**Task material**
_ _ _ _

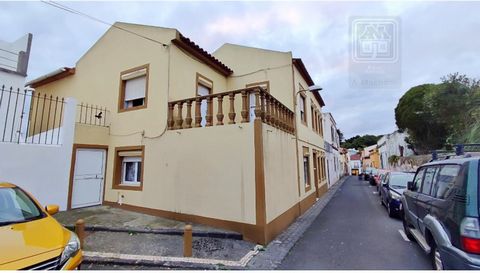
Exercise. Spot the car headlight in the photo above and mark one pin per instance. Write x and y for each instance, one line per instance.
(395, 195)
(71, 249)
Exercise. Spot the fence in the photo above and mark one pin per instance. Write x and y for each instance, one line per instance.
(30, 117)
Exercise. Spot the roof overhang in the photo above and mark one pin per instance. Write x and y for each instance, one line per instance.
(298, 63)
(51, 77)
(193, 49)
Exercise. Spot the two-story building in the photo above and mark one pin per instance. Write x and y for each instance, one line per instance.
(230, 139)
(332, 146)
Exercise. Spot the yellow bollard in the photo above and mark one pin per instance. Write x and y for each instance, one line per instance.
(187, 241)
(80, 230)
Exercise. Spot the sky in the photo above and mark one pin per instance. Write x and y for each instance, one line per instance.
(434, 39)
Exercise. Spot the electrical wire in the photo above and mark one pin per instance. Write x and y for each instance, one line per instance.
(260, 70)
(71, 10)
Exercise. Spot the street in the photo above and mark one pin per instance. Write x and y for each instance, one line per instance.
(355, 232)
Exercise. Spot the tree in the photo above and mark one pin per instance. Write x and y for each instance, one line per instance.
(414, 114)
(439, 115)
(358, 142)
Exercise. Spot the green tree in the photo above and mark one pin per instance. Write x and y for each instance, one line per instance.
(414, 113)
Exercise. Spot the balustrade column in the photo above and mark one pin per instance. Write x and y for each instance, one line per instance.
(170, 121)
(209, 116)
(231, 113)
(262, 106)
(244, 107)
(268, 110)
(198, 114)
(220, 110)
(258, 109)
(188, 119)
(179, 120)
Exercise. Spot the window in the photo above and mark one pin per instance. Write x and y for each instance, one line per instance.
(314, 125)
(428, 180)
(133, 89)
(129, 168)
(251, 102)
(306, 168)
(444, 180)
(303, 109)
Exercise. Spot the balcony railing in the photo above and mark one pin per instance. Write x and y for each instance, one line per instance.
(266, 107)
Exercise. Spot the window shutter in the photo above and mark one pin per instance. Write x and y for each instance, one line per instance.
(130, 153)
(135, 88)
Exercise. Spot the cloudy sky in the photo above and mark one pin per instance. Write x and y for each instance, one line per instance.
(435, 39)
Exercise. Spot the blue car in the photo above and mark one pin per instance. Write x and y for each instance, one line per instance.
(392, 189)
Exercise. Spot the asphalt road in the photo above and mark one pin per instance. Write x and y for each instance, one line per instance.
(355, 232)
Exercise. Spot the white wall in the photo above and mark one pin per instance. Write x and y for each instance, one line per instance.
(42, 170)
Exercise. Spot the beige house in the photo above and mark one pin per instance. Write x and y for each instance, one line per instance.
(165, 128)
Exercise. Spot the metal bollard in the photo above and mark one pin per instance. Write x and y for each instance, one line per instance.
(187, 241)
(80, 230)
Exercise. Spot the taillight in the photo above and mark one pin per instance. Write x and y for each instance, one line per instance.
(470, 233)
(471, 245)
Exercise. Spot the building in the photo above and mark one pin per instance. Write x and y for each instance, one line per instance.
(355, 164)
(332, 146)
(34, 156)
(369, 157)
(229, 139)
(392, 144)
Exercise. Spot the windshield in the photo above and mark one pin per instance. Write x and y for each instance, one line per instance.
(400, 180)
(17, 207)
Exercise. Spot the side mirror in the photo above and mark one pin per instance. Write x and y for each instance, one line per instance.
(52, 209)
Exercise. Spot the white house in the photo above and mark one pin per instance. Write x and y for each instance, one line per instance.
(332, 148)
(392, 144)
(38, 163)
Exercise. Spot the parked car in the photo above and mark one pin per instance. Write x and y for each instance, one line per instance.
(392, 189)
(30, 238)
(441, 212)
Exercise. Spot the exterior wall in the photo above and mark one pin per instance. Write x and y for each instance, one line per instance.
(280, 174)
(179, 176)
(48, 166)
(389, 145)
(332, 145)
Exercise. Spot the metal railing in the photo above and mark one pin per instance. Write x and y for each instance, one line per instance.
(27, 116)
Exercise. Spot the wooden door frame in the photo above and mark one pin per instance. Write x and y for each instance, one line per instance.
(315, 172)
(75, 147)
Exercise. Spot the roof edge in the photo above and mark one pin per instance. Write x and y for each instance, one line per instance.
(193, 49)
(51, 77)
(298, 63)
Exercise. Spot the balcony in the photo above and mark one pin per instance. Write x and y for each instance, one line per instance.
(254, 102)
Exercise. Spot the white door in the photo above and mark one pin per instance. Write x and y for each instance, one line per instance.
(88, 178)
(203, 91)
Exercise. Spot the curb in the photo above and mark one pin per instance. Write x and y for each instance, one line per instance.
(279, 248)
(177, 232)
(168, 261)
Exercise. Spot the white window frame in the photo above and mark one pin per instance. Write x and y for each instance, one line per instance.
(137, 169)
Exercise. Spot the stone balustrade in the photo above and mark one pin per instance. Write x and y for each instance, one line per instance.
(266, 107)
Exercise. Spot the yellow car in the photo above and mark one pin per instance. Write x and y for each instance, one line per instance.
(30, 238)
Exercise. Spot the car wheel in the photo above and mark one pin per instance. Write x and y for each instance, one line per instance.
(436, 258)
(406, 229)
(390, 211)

_ _ _ _

**Required task**
Rewrite the stretch from the line containing "Exercise. Spot the metal railing" through the end of the items, putting "marker" wherever "pin" appears and changing nothing else.

**Exercise response**
Exercise. Spot the metal railing in the photo above and mark one marker per instance. Write x and y for each instance, one line per instance.
(27, 116)
Exercise. Spot the wooden door frame in the photo above and mark one marker per instance. Write x and y for each instance, one line per instance.
(315, 172)
(75, 147)
Exercise. Spot the roof edge in the photo above and mark one marker per instance. Write x and y for each instance, one line per instance.
(193, 49)
(51, 77)
(298, 63)
Exercise. Spot the balcony in the photo above and mark one marker per instance. Write x and y for each instance, one line per instance.
(254, 102)
Exercise. Spot the white door in the photo above and mark one marker per instance. Write x and y for each instance, one line per instance.
(88, 178)
(203, 91)
Exercise. Spot the curb in the photo above and mark one marker per instance. Write x and y for each instance, one line per instance.
(279, 248)
(177, 232)
(168, 261)
Exercise. Spot the white window frame in the photo above and mark one marker per instance. Write x and y for each instance, one line per instance.
(137, 169)
Exercise. Spot the stone balustrade in the photo above and mark one marker per instance. Write x and y for each instance, one line per instance.
(266, 107)
Exercise. Spot the yellow car in the photo above and mark one marker per instance. Write x and y for each instance, one line per instance.
(30, 238)
Exercise. Spot the car wheel in the photo above and mark one marker per instance. Write x and y for each instance, one line per instance.
(436, 258)
(406, 229)
(390, 211)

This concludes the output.